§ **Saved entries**
-*-*-

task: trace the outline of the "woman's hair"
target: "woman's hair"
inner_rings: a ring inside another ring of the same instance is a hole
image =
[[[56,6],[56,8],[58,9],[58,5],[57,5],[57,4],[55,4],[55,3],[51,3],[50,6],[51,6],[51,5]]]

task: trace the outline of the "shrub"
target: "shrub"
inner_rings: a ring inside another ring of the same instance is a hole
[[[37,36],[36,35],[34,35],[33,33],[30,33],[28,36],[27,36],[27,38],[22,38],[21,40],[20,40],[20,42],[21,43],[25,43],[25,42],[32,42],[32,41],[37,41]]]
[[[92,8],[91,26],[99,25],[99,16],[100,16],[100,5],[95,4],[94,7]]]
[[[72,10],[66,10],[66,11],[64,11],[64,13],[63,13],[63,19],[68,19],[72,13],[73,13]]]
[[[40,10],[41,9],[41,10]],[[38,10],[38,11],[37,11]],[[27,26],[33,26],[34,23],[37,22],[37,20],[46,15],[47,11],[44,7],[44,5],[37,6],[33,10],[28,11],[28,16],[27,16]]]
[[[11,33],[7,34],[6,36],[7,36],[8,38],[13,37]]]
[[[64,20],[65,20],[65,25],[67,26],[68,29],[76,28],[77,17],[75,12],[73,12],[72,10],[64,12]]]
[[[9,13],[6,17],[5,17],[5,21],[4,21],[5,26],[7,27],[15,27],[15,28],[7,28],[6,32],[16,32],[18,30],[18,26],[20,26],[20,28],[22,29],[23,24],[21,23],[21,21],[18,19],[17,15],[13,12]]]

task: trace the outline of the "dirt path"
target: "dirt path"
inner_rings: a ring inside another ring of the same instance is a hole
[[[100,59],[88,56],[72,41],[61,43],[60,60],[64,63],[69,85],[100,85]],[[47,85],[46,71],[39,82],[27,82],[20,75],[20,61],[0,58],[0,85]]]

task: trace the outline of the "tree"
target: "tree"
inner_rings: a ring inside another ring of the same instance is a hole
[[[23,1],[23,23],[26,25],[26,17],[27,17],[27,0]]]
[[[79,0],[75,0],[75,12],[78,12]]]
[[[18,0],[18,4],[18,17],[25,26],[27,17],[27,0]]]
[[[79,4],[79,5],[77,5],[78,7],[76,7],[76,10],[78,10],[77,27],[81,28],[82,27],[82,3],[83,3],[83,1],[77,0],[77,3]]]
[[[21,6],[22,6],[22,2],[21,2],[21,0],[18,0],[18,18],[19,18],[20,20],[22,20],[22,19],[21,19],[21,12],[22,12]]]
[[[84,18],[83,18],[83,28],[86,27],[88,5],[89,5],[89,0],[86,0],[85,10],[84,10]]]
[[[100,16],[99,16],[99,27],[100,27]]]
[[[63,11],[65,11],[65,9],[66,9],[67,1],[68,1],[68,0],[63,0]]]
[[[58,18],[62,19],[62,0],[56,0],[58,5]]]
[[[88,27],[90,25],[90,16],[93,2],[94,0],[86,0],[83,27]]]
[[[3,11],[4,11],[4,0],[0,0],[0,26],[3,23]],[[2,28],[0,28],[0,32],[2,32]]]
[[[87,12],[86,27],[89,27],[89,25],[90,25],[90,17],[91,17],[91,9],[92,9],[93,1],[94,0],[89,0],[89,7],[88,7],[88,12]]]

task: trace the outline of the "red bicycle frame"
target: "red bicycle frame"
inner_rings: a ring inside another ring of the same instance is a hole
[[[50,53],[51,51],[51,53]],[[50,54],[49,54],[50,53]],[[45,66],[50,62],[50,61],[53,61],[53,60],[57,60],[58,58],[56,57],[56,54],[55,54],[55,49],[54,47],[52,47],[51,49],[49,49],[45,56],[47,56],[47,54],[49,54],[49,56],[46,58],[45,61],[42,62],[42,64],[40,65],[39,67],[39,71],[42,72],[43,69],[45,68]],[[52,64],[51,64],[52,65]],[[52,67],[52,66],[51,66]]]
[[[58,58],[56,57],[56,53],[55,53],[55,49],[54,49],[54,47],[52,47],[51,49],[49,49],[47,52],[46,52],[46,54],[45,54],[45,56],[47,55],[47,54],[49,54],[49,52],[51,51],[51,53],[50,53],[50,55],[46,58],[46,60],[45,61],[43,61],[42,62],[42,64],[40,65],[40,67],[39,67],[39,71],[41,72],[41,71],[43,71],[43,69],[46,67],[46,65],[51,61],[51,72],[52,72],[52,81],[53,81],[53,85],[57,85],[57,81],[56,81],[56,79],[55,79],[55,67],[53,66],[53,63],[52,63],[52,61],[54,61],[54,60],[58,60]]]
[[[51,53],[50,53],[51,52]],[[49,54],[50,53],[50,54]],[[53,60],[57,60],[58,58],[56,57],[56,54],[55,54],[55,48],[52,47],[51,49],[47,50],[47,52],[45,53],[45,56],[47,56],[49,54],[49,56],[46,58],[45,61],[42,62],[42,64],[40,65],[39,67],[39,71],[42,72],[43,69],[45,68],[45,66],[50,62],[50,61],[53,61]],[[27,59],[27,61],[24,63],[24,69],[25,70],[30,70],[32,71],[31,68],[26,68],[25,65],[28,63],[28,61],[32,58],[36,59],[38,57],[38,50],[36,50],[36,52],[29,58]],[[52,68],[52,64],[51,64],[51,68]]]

-*-*-

§ **Your task**
Would you please copy out every line of the data exactly?

§ **Solved exercise**
task: trace the outline of the "woman's hair"
target: "woman's hair"
inner_rings: a ring inside another ring of the same instance is a hole
image =
[[[56,6],[56,8],[58,9],[58,5],[57,5],[57,4],[55,4],[55,3],[51,3],[50,6],[51,6],[51,5]]]

task: trace the outline of the "shrub"
target: "shrub"
inner_rings: a ring inside another ring of the same instance is a hole
[[[37,36],[36,35],[34,35],[33,33],[30,33],[28,36],[27,36],[27,38],[22,38],[21,40],[20,40],[20,42],[21,43],[25,43],[25,42],[32,42],[32,41],[37,41]]]
[[[92,8],[91,26],[99,25],[99,16],[100,16],[100,5],[95,4],[94,7]]]
[[[72,10],[66,10],[66,11],[64,11],[64,13],[63,13],[63,19],[68,19],[72,13],[73,13]]]
[[[40,10],[41,9],[41,10]],[[38,10],[38,11],[37,11]],[[27,26],[33,26],[34,23],[37,22],[37,20],[46,15],[47,11],[44,7],[44,5],[37,6],[33,10],[28,11],[28,16],[27,16]]]
[[[11,33],[7,34],[6,36],[7,36],[8,38],[13,37]]]
[[[64,20],[65,20],[65,25],[67,26],[68,29],[76,28],[77,17],[75,12],[73,12],[72,10],[64,12]]]
[[[9,13],[6,17],[5,17],[5,21],[4,21],[5,26],[7,27],[15,27],[15,28],[7,28],[6,32],[16,32],[18,30],[18,26],[20,26],[20,28],[22,29],[23,24],[21,23],[21,21],[18,19],[17,15],[13,12]]]

task: trace the outline of the "dirt path"
target: "dirt path"
inner_rings: a ring inside another ring of the same instance is a hole
[[[100,59],[88,56],[72,41],[61,43],[60,60],[64,63],[69,85],[100,85]],[[47,85],[46,71],[39,82],[27,82],[20,75],[20,61],[0,58],[0,85]]]

task: trace the outline of the "tree"
target: "tree"
inner_rings: a ring inside another ring of the same instance is a hole
[[[23,1],[23,23],[26,25],[26,17],[27,17],[27,0]]]
[[[79,0],[75,0],[75,12],[78,12]]]
[[[18,0],[18,4],[18,17],[25,26],[27,17],[27,0]]]
[[[79,4],[79,5],[77,5],[78,7],[76,7],[76,10],[78,10],[77,27],[81,28],[82,27],[82,3],[83,3],[83,1],[77,0],[77,3]]]
[[[21,6],[22,6],[22,2],[21,2],[21,0],[18,0],[18,18],[19,18],[20,20],[22,20],[22,19],[21,19],[21,12],[22,12]]]
[[[84,18],[83,18],[83,28],[86,27],[88,5],[89,5],[89,0],[86,0],[85,10],[84,10]]]
[[[100,16],[99,16],[99,27],[100,27]]]
[[[63,11],[65,11],[65,9],[66,9],[67,1],[68,1],[68,0],[63,0]]]
[[[58,18],[62,19],[62,0],[56,0],[58,5]]]
[[[88,27],[90,25],[90,16],[93,2],[94,0],[86,0],[83,27]]]
[[[3,11],[4,11],[4,0],[0,0],[0,26],[3,23]],[[2,28],[0,28],[0,32],[2,32]]]
[[[87,12],[86,27],[89,27],[89,25],[90,25],[90,17],[91,17],[91,9],[92,9],[93,1],[94,0],[89,0],[89,7],[88,7],[88,12]]]

task: trace the outline of the "red bicycle frame"
target: "red bicycle frame"
inner_rings: a ring inside another ring of the same instance is a hole
[[[50,53],[51,51],[51,53]],[[50,54],[49,54],[50,53]],[[45,66],[50,62],[50,61],[53,61],[53,60],[57,60],[58,58],[56,57],[56,54],[55,54],[55,49],[54,47],[52,47],[51,49],[49,49],[45,56],[47,56],[47,54],[49,54],[49,56],[46,58],[45,61],[42,62],[42,64],[40,65],[39,67],[39,71],[42,72],[43,69],[45,68]],[[52,64],[51,64],[52,65]],[[52,67],[52,66],[51,66]]]
[[[58,58],[56,57],[56,53],[55,53],[55,49],[54,49],[54,47],[52,47],[51,49],[49,49],[47,52],[46,52],[46,54],[45,54],[45,56],[47,55],[47,54],[49,54],[49,52],[51,51],[51,53],[50,53],[50,55],[46,58],[46,60],[45,61],[43,61],[42,62],[42,64],[40,65],[40,67],[39,67],[39,71],[41,72],[41,71],[43,71],[43,69],[46,67],[46,65],[51,61],[51,72],[52,72],[52,81],[53,81],[53,85],[57,85],[57,81],[56,81],[56,79],[55,79],[55,67],[53,66],[53,63],[52,63],[52,61],[54,61],[54,60],[58,60]]]
[[[51,53],[50,53],[51,52]],[[49,54],[50,53],[50,54]],[[53,60],[57,60],[58,58],[56,57],[56,54],[55,54],[55,48],[52,47],[51,49],[47,50],[47,52],[45,53],[45,56],[47,56],[49,54],[49,56],[46,58],[45,61],[42,62],[42,64],[40,65],[39,67],[39,71],[42,72],[43,69],[45,68],[45,66],[50,62],[50,61],[53,61]],[[27,59],[27,61],[24,63],[24,69],[25,70],[30,70],[32,71],[31,68],[26,68],[25,65],[28,63],[28,61],[32,58],[36,59],[38,57],[38,50],[36,50],[36,52],[29,58]],[[52,68],[52,64],[51,64],[51,68]]]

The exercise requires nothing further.